▶ **Task requirements**
Rewrite the entries below, replacing each occurrence of "gripper" with "robotic arm" and leaving all other text unchanged.

┌──

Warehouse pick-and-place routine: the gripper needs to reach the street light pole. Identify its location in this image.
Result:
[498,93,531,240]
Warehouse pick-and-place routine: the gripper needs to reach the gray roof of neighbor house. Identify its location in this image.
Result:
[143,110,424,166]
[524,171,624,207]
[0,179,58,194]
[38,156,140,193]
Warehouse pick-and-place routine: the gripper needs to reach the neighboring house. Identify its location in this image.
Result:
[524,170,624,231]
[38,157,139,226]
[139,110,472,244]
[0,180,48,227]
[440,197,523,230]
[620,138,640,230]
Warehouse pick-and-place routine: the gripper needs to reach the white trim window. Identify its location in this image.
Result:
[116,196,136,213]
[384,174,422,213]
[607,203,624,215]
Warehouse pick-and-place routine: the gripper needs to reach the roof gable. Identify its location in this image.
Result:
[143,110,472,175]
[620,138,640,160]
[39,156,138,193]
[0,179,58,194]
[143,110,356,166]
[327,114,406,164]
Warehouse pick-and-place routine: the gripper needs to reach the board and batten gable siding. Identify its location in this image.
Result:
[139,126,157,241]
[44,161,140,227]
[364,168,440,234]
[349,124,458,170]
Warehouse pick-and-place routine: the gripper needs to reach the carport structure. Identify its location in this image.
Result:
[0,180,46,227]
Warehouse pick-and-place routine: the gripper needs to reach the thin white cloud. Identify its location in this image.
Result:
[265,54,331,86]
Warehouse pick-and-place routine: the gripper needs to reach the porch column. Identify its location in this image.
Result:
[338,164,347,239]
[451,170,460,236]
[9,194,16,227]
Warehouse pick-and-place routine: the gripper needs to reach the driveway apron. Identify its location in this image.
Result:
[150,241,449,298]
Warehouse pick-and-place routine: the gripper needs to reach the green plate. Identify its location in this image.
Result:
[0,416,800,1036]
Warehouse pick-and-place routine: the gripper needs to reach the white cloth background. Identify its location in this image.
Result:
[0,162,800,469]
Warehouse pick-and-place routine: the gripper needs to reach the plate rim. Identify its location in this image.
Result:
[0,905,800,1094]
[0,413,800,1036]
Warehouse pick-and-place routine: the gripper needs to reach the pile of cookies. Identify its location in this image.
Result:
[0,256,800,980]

└──

▶ **Answer below**
Warehouse pick-and-place routine: the robotic arm needs to reach the street light pole. Identify its location in this image.
Result:
[498,93,531,240]
Warehouse pick-and-place routine: the robotic arm needs to reach the gray roof of neighbor house. Identify its location in this image.
Result:
[143,110,424,166]
[524,171,624,207]
[0,179,58,194]
[38,156,140,193]
Warehouse pick-and-place routine: the robotic arm needs to reach the neighboring house. Identify its location in this image.
Result:
[524,170,624,231]
[38,157,139,226]
[139,110,472,244]
[0,180,48,227]
[440,197,523,230]
[620,138,640,230]
Warehouse pick-and-place routine: the robotic arm needs to reach the white trim window. Identify its location in this image.
Result:
[116,196,136,213]
[384,174,422,213]
[607,203,624,215]
Warehouse pick-and-place routine: the robotic arm needs to reach the roof gable. Identify its location in this image.
Result:
[143,110,472,175]
[620,138,640,160]
[39,156,138,193]
[0,179,58,194]
[143,110,356,166]
[327,114,406,164]
Warehouse pick-and-place routine: the robotic arm needs to reach the board and batten gable siding. Identify its location in this image.
Result:
[139,126,157,241]
[44,161,140,227]
[364,168,440,234]
[349,124,458,170]
Warehouse pick-and-place routine: the robotic arm needs to reach the carport structure. Identify its location in this image.
Result:
[0,180,46,227]
Warehouse pick-and-place routine: the robotic arm needs to reach the thin white cloud. Identify its location in this image.
Result:
[265,54,331,86]
Warehouse pick-and-place routine: the robotic arm needs to reach the porch column. Identify its location in this image.
Result:
[338,164,347,239]
[451,170,460,236]
[9,194,16,227]
Warehouse pick-and-place routine: the robotic arm needs to reach the driveway apron. Identify its location in this image.
Result:
[150,241,449,298]
Warehouse pick-and-place routine: the robotic arm needs to reach the green plate. Identify its location in this image.
Result:
[0,416,800,1036]
Warehouse pick-and-place routine: the robotic arm needs to reach the white cloth background. Identify its location in this image.
Result:
[0,162,800,469]
Warehouse pick-and-place routine: the robotic arm needs to reach the plate rim. Identify its location in this image.
Result:
[0,905,800,1094]
[0,413,800,1036]
Warehouse pick-and-place routine: the robotic arm needs to reach the pile of cookies. Identify its location in this image.
Result:
[0,256,800,980]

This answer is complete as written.